__BRIEF__. Output, exactly and in full, the entries that appear below.

__DATA TO USE__.
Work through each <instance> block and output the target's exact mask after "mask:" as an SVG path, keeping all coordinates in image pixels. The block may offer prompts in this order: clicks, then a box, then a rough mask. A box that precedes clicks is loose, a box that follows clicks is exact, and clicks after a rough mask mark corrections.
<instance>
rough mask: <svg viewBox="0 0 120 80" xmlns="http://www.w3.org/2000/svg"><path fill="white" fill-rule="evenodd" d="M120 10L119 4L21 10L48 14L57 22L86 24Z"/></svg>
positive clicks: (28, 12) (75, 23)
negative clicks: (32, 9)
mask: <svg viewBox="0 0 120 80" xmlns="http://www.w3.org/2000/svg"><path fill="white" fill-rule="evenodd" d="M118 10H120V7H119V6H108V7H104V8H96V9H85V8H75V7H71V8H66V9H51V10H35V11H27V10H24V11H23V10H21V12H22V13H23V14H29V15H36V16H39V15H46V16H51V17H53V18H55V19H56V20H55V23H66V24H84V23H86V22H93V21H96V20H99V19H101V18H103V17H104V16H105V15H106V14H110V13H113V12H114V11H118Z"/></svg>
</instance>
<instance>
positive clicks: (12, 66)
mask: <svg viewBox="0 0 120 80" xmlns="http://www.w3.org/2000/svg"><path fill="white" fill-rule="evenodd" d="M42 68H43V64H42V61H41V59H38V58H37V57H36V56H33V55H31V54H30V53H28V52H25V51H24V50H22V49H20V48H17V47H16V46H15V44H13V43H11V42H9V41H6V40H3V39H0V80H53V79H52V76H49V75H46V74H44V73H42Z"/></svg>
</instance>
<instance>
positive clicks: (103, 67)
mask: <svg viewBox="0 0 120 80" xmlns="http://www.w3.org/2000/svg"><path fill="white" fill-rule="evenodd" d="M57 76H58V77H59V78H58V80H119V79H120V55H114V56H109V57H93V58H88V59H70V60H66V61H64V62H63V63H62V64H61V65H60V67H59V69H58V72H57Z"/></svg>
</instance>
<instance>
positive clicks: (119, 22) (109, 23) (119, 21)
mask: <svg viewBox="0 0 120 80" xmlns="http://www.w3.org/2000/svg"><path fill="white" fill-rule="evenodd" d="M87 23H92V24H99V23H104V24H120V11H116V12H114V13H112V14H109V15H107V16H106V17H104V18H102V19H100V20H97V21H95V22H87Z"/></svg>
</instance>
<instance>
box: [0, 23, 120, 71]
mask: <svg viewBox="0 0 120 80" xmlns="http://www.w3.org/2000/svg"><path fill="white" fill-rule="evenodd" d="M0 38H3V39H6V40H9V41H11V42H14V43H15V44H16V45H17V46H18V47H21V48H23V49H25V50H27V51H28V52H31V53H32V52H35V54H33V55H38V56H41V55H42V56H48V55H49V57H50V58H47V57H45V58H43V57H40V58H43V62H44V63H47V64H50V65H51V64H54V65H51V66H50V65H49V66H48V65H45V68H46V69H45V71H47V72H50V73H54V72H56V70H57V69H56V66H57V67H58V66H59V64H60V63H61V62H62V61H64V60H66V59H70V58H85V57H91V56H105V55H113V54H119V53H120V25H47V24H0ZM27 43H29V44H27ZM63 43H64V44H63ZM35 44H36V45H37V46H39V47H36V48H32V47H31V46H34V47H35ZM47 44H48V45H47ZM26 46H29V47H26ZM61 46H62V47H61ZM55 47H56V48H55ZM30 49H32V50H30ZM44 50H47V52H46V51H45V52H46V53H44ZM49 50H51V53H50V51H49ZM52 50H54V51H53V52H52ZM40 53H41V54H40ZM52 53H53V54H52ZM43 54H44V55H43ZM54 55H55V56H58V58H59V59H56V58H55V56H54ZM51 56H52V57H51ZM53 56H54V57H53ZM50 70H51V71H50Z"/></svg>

__FINISHED EXERCISE__.
Work through each <instance> block and output the target's exact mask after "mask:" as an SVG path, keeping all coordinates in image pixels. The block may offer prompts in this order: clicks, then a box, then a rough mask. A box that precedes clicks is loose, a box that follows clicks is exact, and clicks after a rough mask mark corrections.
<instance>
rough mask: <svg viewBox="0 0 120 80" xmlns="http://www.w3.org/2000/svg"><path fill="white" fill-rule="evenodd" d="M120 10L119 4L21 10L48 14L57 22L86 24Z"/></svg>
positive clicks: (28, 12) (75, 23)
negative clicks: (32, 9)
mask: <svg viewBox="0 0 120 80" xmlns="http://www.w3.org/2000/svg"><path fill="white" fill-rule="evenodd" d="M118 10H120V7H119V6H108V7H104V8H96V9H85V8H75V7H71V8H66V9H51V10H35V11H27V10H24V11H23V10H21V12H22V13H23V14H29V15H36V16H39V15H46V16H51V17H53V18H55V19H56V20H55V23H66V24H84V23H86V22H93V21H96V20H99V19H101V18H103V17H104V16H105V15H106V14H110V13H113V12H114V11H118Z"/></svg>
</instance>
<instance>
positive clicks: (12, 66)
mask: <svg viewBox="0 0 120 80" xmlns="http://www.w3.org/2000/svg"><path fill="white" fill-rule="evenodd" d="M42 68H43V64H42V61H41V59H38V58H37V57H36V56H33V55H31V54H30V53H28V52H25V51H24V50H22V49H20V48H17V47H16V46H15V44H13V43H11V42H9V41H6V40H3V39H0V80H53V79H52V76H49V75H46V74H44V73H42Z"/></svg>
</instance>
<instance>
positive clicks: (103, 67)
mask: <svg viewBox="0 0 120 80" xmlns="http://www.w3.org/2000/svg"><path fill="white" fill-rule="evenodd" d="M57 76H58V77H59V78H58V80H119V79H120V55H114V56H109V57H93V58H88V59H70V60H66V61H64V62H63V63H62V64H61V65H60V67H59V69H58V72H57Z"/></svg>
</instance>
<instance>
positive clicks: (119, 22) (109, 23) (119, 21)
mask: <svg viewBox="0 0 120 80" xmlns="http://www.w3.org/2000/svg"><path fill="white" fill-rule="evenodd" d="M87 23H92V24H99V23H104V24H120V11H116V12H114V13H112V14H109V15H107V16H106V17H104V18H102V19H100V20H97V21H95V22H87Z"/></svg>
</instance>
<instance>
box: [0, 23, 120, 71]
mask: <svg viewBox="0 0 120 80" xmlns="http://www.w3.org/2000/svg"><path fill="white" fill-rule="evenodd" d="M0 38H3V39H6V40H9V41H11V42H14V43H15V44H16V45H17V46H18V47H21V48H23V49H25V50H27V51H28V52H31V53H32V52H35V54H33V55H38V56H41V55H42V56H48V55H49V57H50V58H47V57H45V58H43V57H40V58H43V62H44V63H47V64H50V65H51V64H54V65H51V66H50V65H49V66H48V65H45V68H46V69H45V71H47V72H50V73H54V72H56V70H57V69H56V66H57V67H58V66H59V64H60V63H61V62H62V61H64V60H66V59H70V58H85V57H91V56H105V55H113V54H119V53H120V25H47V24H0ZM27 43H29V44H27ZM63 43H64V44H63ZM35 44H36V45H37V46H39V47H36V48H32V47H31V46H34V47H35ZM47 44H48V45H47ZM26 46H29V47H26ZM61 46H62V47H61ZM55 47H56V48H55ZM30 49H32V50H30ZM44 50H47V52H46V51H45V52H46V53H44ZM49 50H51V53H50V51H49ZM52 50H54V51H53V52H52ZM40 53H41V54H40ZM52 53H53V54H52ZM43 54H44V55H43ZM54 55H55V56H58V58H59V59H56V58H55V56H54ZM51 56H52V57H51ZM53 56H54V57H53ZM50 70H51V71H50Z"/></svg>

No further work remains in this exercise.